Description of the task:
In the commentary on the Tory leadership election:
(a) What population does it give for the United Kingdom?
(b) About how many Tory Party members does the British media estimate will vote in the leadership election?
(c) In what year was the referendum on leaving the European Union held, and what were the two vote figures?

Text segment:

The United Kingdom of Great Britain and Northern Ireland has a population of 66 million people.

“They say the elephant never forgets
And counts the children he begets
The females can recall the pain
And yet give birth again and again

Nature trumps the memory
Remembering is secondary
When instinct overtakes the beast
Copulation is nature’s feast…”
From
Terry Marco Polo by Bachchoo

Posing as a champion of the truth you tell the biggest lie.
As the defender of democracy, you gaily spit in its eye.

The British media estimates that about 160,000 members of the Tory Party will vote in the leadership elections to take place in a week. The majority of these will choose one of the two candidates offered to them by Tory MPs and crown him or her leader and therefore the new Prime Minister of the UK.

The United Kingdom of Great Britain and Northern Ireland has a population of 66 million people. 613 Tory MPs will, through a process of elimination of the 11 MPs standing, choose two candidates and then the approximately 160,000 members will choose the PM who will be responsible for implementing the “will of the people” to leave the European Union. This will was expressed in a 2016 referendum by a vote of 51.9 versus 48.1 who voted to remain.

Information provided:
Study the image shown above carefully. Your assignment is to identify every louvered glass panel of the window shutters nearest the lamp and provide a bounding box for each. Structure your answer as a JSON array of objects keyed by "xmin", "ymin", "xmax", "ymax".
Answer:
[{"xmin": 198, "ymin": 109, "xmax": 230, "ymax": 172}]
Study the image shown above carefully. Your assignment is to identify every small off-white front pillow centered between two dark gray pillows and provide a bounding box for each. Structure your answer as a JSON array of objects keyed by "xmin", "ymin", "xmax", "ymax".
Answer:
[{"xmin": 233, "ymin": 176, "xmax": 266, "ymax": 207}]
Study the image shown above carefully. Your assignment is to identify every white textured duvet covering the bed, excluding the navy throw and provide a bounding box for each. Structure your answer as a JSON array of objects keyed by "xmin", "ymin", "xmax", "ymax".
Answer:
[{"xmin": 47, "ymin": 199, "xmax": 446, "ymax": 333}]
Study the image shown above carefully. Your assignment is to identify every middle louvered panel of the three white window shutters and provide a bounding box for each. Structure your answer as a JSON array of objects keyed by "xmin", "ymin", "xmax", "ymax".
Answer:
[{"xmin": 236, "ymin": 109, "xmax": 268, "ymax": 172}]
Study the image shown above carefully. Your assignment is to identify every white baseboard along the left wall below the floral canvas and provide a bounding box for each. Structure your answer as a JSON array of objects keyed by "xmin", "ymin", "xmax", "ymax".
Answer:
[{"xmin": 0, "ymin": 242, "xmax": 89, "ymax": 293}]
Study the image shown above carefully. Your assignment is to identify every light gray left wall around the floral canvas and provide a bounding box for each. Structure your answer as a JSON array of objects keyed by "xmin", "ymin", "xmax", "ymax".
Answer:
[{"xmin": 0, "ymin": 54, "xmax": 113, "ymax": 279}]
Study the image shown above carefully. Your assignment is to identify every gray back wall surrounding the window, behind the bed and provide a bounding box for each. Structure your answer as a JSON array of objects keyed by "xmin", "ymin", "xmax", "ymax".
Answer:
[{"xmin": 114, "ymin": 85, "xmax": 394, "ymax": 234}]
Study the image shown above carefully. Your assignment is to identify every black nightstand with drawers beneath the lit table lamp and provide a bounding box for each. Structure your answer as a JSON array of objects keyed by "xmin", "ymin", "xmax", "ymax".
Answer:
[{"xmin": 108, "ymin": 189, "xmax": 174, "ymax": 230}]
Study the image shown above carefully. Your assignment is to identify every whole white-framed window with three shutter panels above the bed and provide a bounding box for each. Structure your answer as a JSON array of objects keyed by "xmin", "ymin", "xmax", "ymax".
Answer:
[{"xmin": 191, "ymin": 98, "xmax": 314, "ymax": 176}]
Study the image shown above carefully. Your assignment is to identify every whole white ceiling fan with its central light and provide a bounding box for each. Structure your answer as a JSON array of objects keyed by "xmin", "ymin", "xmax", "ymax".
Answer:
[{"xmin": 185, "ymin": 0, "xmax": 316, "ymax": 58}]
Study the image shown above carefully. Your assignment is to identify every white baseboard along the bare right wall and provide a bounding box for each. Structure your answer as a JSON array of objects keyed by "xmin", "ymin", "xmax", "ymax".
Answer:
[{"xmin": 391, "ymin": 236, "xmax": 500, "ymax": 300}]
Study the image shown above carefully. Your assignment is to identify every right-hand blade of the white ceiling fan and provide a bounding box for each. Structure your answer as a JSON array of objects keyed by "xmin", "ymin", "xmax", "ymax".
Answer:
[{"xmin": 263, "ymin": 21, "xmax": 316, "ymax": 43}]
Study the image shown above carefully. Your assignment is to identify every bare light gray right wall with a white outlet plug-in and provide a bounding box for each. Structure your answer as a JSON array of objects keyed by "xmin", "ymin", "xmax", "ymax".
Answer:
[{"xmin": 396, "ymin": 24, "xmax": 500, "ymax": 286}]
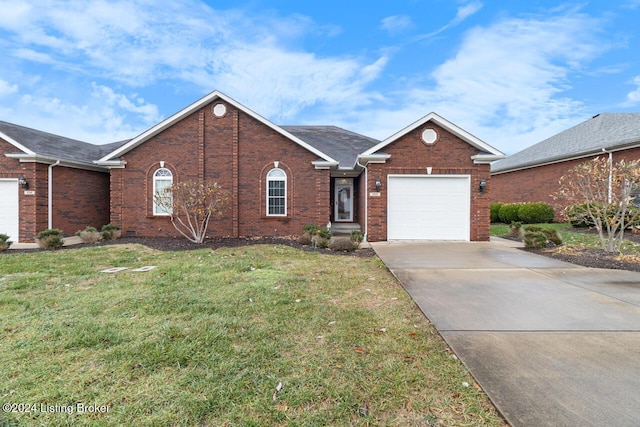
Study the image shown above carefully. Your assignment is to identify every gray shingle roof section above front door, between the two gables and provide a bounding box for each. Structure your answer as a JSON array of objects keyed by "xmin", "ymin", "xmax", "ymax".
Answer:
[{"xmin": 280, "ymin": 126, "xmax": 380, "ymax": 169}]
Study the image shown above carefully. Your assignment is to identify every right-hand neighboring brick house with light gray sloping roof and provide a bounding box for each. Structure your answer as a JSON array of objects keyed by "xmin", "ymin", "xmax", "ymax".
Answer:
[{"xmin": 491, "ymin": 113, "xmax": 640, "ymax": 212}]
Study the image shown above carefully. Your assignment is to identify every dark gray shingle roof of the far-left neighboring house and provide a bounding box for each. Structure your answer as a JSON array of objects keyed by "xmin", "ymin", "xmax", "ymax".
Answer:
[{"xmin": 0, "ymin": 121, "xmax": 126, "ymax": 165}]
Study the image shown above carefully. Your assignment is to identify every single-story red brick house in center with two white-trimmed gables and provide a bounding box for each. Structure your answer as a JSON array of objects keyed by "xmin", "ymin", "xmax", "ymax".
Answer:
[{"xmin": 0, "ymin": 91, "xmax": 504, "ymax": 241}]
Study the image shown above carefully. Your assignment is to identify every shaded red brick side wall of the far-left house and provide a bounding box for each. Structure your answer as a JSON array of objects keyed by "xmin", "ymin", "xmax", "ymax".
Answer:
[{"xmin": 52, "ymin": 166, "xmax": 110, "ymax": 236}]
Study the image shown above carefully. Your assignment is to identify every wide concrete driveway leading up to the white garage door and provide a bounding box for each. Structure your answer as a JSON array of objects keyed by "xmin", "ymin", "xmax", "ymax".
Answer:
[{"xmin": 372, "ymin": 239, "xmax": 640, "ymax": 427}]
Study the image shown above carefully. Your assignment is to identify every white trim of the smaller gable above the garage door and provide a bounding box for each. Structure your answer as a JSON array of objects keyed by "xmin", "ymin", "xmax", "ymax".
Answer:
[{"xmin": 361, "ymin": 112, "xmax": 505, "ymax": 163}]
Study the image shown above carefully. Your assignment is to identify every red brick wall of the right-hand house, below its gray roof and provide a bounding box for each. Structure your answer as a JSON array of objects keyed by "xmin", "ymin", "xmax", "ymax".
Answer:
[{"xmin": 491, "ymin": 148, "xmax": 640, "ymax": 219}]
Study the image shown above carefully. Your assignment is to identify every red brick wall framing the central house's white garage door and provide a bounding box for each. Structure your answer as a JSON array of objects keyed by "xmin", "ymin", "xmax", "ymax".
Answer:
[{"xmin": 367, "ymin": 123, "xmax": 491, "ymax": 242}]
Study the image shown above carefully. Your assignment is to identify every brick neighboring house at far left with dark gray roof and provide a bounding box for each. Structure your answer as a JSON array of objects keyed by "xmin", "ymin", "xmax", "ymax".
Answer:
[{"xmin": 0, "ymin": 121, "xmax": 121, "ymax": 242}]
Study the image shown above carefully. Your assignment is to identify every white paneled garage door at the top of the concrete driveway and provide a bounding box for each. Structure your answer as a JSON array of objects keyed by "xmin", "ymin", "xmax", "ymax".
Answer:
[{"xmin": 387, "ymin": 175, "xmax": 471, "ymax": 241}]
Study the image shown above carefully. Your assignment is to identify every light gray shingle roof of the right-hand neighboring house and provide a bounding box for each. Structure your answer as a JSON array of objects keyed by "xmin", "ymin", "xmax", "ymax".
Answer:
[{"xmin": 491, "ymin": 113, "xmax": 640, "ymax": 173}]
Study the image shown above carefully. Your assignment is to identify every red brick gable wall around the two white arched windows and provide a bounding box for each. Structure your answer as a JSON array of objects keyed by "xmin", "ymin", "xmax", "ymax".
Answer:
[{"xmin": 111, "ymin": 100, "xmax": 330, "ymax": 241}]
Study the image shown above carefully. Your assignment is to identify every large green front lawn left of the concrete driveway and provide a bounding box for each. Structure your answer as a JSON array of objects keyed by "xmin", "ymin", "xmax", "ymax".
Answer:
[{"xmin": 0, "ymin": 245, "xmax": 504, "ymax": 426}]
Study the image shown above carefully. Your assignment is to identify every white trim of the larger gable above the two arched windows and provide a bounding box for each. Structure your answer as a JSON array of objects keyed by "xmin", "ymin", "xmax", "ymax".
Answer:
[{"xmin": 96, "ymin": 90, "xmax": 337, "ymax": 165}]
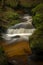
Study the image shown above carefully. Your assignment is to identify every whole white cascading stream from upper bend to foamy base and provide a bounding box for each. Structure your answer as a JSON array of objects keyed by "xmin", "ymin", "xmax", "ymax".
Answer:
[{"xmin": 2, "ymin": 14, "xmax": 35, "ymax": 43}]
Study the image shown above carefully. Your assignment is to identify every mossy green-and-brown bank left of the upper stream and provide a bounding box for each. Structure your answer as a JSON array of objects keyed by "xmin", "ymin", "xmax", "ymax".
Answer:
[{"xmin": 1, "ymin": 10, "xmax": 20, "ymax": 28}]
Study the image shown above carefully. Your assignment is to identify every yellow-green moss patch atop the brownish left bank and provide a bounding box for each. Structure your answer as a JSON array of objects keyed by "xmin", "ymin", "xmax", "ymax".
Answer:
[{"xmin": 3, "ymin": 11, "xmax": 19, "ymax": 19}]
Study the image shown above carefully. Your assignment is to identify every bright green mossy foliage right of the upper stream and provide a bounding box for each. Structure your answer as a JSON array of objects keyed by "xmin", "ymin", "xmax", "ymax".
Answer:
[{"xmin": 32, "ymin": 3, "xmax": 43, "ymax": 28}]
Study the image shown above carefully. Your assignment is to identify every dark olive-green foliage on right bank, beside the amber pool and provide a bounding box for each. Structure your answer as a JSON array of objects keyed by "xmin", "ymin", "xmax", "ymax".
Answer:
[{"xmin": 29, "ymin": 24, "xmax": 43, "ymax": 50}]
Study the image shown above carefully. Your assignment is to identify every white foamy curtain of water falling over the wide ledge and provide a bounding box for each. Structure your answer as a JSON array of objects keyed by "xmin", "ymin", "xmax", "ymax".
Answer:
[{"xmin": 8, "ymin": 28, "xmax": 35, "ymax": 35}]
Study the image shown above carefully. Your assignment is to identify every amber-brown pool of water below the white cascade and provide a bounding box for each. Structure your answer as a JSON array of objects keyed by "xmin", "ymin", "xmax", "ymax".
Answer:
[{"xmin": 0, "ymin": 41, "xmax": 43, "ymax": 65}]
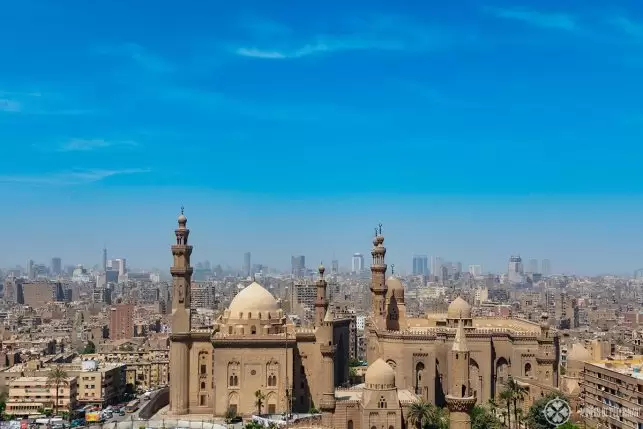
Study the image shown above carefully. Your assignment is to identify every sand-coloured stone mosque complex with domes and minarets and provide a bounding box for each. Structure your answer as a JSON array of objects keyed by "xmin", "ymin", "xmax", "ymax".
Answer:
[{"xmin": 170, "ymin": 212, "xmax": 559, "ymax": 429}]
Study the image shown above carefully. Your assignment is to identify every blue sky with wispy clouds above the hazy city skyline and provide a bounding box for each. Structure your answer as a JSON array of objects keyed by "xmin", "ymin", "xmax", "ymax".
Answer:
[{"xmin": 0, "ymin": 0, "xmax": 643, "ymax": 273}]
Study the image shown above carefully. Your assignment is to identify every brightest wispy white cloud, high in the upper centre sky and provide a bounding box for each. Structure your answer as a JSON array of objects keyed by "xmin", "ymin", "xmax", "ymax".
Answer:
[{"xmin": 232, "ymin": 17, "xmax": 456, "ymax": 60}]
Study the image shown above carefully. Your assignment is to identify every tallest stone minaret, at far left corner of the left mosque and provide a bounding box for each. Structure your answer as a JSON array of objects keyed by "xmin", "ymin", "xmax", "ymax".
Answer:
[{"xmin": 170, "ymin": 207, "xmax": 192, "ymax": 415}]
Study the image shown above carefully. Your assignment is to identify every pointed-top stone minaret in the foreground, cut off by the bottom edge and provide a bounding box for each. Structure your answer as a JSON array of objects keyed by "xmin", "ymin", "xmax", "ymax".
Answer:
[{"xmin": 446, "ymin": 319, "xmax": 476, "ymax": 429}]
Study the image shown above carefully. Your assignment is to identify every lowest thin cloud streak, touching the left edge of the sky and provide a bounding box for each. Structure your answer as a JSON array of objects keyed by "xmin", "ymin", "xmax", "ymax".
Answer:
[{"xmin": 0, "ymin": 168, "xmax": 150, "ymax": 185}]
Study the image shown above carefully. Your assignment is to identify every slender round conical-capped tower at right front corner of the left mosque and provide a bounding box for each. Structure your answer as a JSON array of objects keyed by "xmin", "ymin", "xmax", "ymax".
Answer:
[{"xmin": 317, "ymin": 310, "xmax": 337, "ymax": 427}]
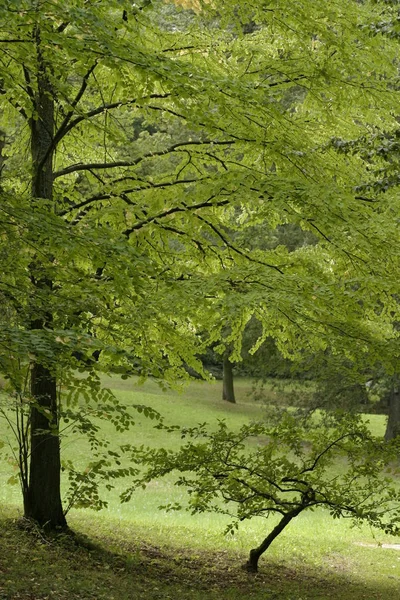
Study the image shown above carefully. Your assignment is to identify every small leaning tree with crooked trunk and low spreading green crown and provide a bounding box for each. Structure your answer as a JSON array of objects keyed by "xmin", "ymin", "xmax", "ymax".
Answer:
[{"xmin": 123, "ymin": 413, "xmax": 400, "ymax": 572}]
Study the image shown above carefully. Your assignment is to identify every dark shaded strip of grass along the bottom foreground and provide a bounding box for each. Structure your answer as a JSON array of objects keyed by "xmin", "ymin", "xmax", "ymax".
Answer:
[{"xmin": 0, "ymin": 510, "xmax": 399, "ymax": 600}]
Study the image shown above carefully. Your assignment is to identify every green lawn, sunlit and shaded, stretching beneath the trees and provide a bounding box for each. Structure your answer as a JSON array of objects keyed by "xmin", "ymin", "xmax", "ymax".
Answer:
[{"xmin": 0, "ymin": 379, "xmax": 400, "ymax": 600}]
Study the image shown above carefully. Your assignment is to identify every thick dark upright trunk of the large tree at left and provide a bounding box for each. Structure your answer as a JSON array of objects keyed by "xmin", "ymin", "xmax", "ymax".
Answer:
[{"xmin": 24, "ymin": 25, "xmax": 66, "ymax": 529}]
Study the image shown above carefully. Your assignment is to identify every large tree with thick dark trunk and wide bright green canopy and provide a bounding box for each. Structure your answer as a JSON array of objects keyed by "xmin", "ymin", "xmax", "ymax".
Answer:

Exercise solution:
(a) 66 million people.
(b) About 160,000.
(c) 2016; 51.9 voted to leave and 48.1 voted to remain.